▸ Task:
Determine how many lines in the items below contain the string "raised", counting a match only when its capitalization is identical. Reply with the number alone.

---------- Entries shown ----------

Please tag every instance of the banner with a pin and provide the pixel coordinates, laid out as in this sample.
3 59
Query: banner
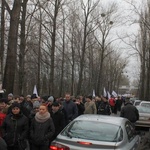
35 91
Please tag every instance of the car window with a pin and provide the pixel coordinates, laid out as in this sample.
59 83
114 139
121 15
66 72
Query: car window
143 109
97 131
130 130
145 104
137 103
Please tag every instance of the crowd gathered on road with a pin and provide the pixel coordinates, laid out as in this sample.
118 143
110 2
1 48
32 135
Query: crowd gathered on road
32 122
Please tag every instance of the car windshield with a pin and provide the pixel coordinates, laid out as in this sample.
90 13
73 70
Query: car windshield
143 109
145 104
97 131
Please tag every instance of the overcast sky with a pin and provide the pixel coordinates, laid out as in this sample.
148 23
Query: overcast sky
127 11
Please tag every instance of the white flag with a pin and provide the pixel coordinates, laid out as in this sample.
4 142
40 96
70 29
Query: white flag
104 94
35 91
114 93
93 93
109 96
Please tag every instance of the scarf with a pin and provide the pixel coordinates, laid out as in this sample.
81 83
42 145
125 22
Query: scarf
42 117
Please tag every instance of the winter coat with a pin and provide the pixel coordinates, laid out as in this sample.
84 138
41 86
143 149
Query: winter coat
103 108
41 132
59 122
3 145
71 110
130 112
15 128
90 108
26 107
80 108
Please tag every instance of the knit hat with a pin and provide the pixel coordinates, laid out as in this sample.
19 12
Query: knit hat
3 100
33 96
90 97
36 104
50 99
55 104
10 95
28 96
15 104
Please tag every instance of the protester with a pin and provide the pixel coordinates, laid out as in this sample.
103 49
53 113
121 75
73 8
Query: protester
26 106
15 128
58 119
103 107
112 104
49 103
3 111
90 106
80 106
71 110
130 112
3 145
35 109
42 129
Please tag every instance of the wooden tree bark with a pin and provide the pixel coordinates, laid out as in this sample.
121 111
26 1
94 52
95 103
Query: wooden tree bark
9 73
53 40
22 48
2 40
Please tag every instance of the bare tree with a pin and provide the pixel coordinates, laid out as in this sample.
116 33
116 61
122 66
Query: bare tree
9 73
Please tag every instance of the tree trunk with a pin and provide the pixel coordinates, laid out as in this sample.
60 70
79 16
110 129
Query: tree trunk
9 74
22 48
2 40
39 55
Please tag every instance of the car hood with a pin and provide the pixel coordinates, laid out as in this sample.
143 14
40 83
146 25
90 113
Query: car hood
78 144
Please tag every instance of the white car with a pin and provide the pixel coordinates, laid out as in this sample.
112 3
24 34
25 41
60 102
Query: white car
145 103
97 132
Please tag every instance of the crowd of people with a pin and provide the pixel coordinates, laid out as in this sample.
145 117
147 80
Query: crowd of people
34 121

----------
---------- Entries shown ----------

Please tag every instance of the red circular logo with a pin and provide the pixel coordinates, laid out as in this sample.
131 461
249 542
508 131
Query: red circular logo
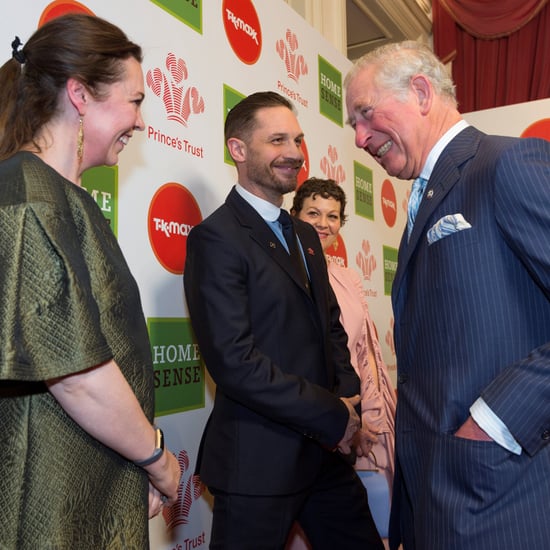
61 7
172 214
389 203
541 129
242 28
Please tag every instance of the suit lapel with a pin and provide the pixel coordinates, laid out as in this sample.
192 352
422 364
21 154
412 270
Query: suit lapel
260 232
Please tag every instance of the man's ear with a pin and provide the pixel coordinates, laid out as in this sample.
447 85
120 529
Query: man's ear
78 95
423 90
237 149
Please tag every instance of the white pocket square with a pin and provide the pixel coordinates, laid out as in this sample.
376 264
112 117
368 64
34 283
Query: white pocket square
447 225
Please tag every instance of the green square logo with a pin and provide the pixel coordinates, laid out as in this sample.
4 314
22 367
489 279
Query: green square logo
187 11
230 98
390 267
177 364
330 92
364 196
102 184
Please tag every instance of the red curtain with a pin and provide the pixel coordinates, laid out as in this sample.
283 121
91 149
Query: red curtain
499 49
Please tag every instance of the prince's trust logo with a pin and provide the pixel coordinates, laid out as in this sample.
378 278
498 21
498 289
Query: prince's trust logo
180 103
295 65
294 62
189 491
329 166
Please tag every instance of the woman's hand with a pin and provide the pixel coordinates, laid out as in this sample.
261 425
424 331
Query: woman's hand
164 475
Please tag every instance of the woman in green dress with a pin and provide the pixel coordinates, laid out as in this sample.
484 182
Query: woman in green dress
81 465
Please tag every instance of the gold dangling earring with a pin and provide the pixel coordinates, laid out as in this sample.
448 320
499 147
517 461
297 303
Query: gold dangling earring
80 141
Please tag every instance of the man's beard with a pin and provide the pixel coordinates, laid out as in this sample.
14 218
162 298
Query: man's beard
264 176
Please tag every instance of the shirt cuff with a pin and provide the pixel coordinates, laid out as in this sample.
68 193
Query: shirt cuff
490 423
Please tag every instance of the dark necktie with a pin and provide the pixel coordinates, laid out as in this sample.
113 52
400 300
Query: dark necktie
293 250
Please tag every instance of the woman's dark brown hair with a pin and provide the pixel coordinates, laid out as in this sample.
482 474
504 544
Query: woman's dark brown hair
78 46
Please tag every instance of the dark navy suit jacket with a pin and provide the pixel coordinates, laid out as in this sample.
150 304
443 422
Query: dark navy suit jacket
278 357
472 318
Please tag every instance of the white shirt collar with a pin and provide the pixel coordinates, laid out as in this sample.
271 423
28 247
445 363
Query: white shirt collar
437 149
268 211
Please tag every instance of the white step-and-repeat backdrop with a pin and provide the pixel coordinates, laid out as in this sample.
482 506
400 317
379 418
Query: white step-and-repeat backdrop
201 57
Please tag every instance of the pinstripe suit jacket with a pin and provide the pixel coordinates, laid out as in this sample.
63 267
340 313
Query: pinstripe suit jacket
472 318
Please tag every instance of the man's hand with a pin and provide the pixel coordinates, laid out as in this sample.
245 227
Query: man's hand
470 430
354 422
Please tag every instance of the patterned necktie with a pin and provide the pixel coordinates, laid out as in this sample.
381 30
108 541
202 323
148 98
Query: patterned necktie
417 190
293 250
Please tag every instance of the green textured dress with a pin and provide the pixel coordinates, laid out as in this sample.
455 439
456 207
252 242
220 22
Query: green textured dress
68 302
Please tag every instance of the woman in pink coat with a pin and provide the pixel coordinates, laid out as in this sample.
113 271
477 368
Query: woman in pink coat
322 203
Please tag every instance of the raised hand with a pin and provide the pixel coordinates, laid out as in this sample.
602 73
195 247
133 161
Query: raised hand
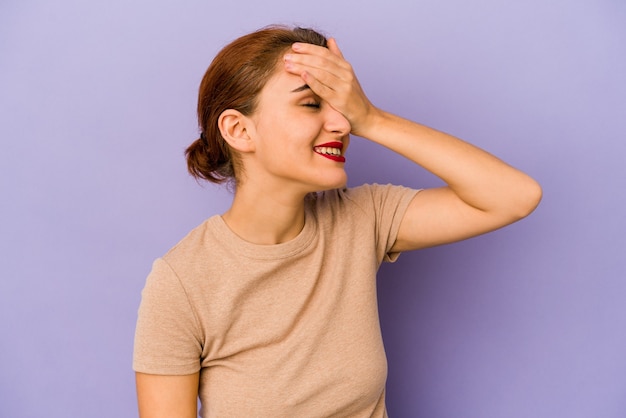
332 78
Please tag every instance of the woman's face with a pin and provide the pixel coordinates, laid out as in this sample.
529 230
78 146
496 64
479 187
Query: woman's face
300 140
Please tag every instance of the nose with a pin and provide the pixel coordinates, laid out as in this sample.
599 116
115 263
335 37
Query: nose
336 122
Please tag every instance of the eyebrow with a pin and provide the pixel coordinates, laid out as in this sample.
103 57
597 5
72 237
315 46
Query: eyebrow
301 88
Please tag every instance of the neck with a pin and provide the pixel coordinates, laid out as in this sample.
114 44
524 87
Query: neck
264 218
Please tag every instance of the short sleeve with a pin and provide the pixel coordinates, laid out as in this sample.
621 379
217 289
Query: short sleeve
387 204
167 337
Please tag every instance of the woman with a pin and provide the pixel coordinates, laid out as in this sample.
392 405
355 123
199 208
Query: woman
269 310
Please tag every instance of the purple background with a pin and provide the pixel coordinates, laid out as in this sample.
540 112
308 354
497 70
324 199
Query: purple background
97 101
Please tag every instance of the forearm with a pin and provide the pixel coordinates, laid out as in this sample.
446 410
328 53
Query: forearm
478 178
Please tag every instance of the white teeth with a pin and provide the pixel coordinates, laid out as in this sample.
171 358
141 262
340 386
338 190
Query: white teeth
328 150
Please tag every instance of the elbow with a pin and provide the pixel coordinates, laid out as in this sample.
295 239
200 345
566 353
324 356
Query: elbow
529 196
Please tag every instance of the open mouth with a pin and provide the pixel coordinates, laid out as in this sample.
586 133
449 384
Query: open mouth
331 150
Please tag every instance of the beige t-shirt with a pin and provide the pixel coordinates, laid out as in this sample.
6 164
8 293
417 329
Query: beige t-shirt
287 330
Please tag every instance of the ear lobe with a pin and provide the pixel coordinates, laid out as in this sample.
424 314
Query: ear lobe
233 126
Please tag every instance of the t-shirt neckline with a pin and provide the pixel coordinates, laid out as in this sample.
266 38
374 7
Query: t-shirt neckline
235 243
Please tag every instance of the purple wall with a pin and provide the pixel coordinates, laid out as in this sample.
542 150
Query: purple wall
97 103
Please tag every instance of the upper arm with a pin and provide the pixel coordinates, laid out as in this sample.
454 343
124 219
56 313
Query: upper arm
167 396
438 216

----------

▸ Solution below:
2